◆ **List of tasks**:
[a] Write out the passage of the article on arms trade to Myanmar starting at "There are other" and ending at "to sanctioned locations?", word for word.
[b] Extend the article on preventing weapons trade to Myanmar, picking up right after its final line.

◆ **Source**:
::::::
Documentary Credit World (DCW) - September 2023 Vol. 27 No.8 section - Articles

Preventing the Trade of Weapons to Myanmar

by Claire FRANKLIN*

In February 2021, Senior General Min Aung Hlaing and other military leaders staged a coup in Myanmar. The Junta, officially called the State Administration Council, detained and charged leaders of the opposition. As a result, massive protests erupted nationwide in the southeast Asia country.

Following the coup, the global community imposed several resolutions and sanctions to prevent responsible parties, or those connected to the military, from accessing the financial system and trading certain goods, such as weapons. This article focuses on the trade of weapons to Myanmar, specifically the actions taken to prevent this activity, current evasion techniques and what firms can do to thwart this.

Key Global Requirements – The United Nations Guiding Principles The United Nations Guiding Principles on Business and Human Rights is a framework that outlines the responsibilities of businesses in respecting human rights. The principles emphasise the need for due diligence, transparency, and accountability in business practices to protect and promote human rights globally.

The United Nations Office on Drugs and Crime (UNODC) Protocol against the Illicit Manufacturing of and Trafficking in Firearms, their Parts, and Components and Ammunition (Firearms Protocol) provides a framework for States to control and regulate illicit arms and arms flows, prevent their diversion into the illegal circuit, facilitate the investigation and prosecution of related offences without hampering legitimate transfers.

As members of the United Nations, countries must implement the Resolutions passed by the United Nations Security Council (UNSC) through their respective laws and adhere to the UNSC Consolidated List to implement sanctions, which usually includes sanctions related to arms embargoes and nuclear-related goods.

However, even with these measures in place, the United Nations Human Rights Council (UNHRC) contends that there are international arms networks linked to human rights violations in Myanmar that have been found operating through several countries, evidencing that regulations are being evaded.

Recent UN findings

The UNHRC shared a report in June 2023 that Myanmar has imported at least USD1 billion worth of arms and related goods to support the military’s domestic arms manufacturing.1 Five countries have been identified as key facilitation hubs – Russia, China, Singapore, Thailand, and Indonesia for allegedly shipping arms and military-related goods worth at least USD 1 billion to the Myanmar military between February 2021 and December 2022.2 The article noted that both corporate companies and financial institutions based in these countries have been extensively used for arms dealers’ operations within and outside of the countries. These companies are often one link of the entire arms shipment supply chain.

How does this trade occur?

Various entities have allegedly served as intermediaries for the Myanmar military since the coup. Common methods to evade detection include:

  1. Use of front companies as third-party payment providers to secure supplies
  2. Use of shell companies or registration of new companies
  3. Use of phoenix companies3
  4. Larger military purchases/sales are broken down into smaller transactions to avoid government sanctions enforcement efforts and due diligence by international banks

There are other deceptive shipping practices commonly used including, but not limited to, the following:4

  1. Falsification of documents:
    • Fictious invoices: fake invoices for non-existent goods/services
    • Over-invoicing and/or under-invoicing5
  2. Ship-to-ship transfers to conceal the origin and/or destination of the goods
  3. Spoofing where signal identification systems are intentionally disabled to disguise a ship’s movements
  4. Voyage irregularities where vessels take unscheduled detours or transit cargo through third countries

What measures have companies implemented todetect trade to sanctioned locations?
::::::
◆ **Given information**:

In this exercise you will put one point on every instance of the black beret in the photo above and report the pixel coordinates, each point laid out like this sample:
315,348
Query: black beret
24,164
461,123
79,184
::::::
◆ **Solved problems**:
[a]
There are other deceptive shipping practices commonly used including, but not limited to, the following:4

  1. Falsification of documents:
    • Fictious invoices: fake invoices for non-existent goods/services
    • Over-invoicing and/or under-invoicing5
  2. Ship-to-ship transfers to conceal the origin and/or destination of the goods
  3. Spoofing where signal identification systems are intentionally disabled to disguise a ship’s movements
  4. Voyage irregularities where vessels take unscheduled detours or transit cargo through third countries

What measures have companies implemented todetect trade to sanctioned locations?

[b]
Recognising the risks associated with trade finance transactions, maritime companies and financial institutions have carried out various mitigation measures to detect sanctions evasion.

Maritime companies

Maritime companies have been placing more efforts into enhanced due diligence measures to ensure they meet regulatory requirements and are not used as a platform for facilitating illegitimate trade.

Traditionally, due diligence has always been conducted on direct counterparties, but now this obligation has extended to the entire supply chain, where it is vital for companies to execute appropriate due diligence beyond the vessels themselves to include the company, business owners, and ownership fleets.6

The use of technological tools has become popular to identify counterparties and facilitate ship and container tracking. Commonly used systems include the Global Positioning Systems (GPS) and Automatic Identification Systems (AIS). Ship tracking systems allow for increased safety, visibility, and efficiency within the industry. They enable maritime companies and freight forwarders to be in control of their shipments and locate freight at any point in time. Such technological advancements in maritime trade are key in helping corporations monitor if goods have been shipped to sanctioned countries and allow them to act immediately.

Financial Institutions

With 80% of the world trade being open account trade, banks have a limited visibility of trade transactions that do not use trade finance products. For financial institutions providing financing and other services that facilitate international trade transactions, they serve as the initial line of defence against trade-based money laundering and act as gatekeepers to deter illegal money from entering the global financial system. Through comprehensive due diligence and strong internal controls, financial institutions have been performing enhanced due diligence to monitor trade transactions and assess the parties involved before processing any transfers. Prior to handling a transaction, the financial institutions would have identified and verified the customer as well as understood its business, counterparties, countries of the counterparties and the goods and services transacted, and estimated annual transaction amount and frequency.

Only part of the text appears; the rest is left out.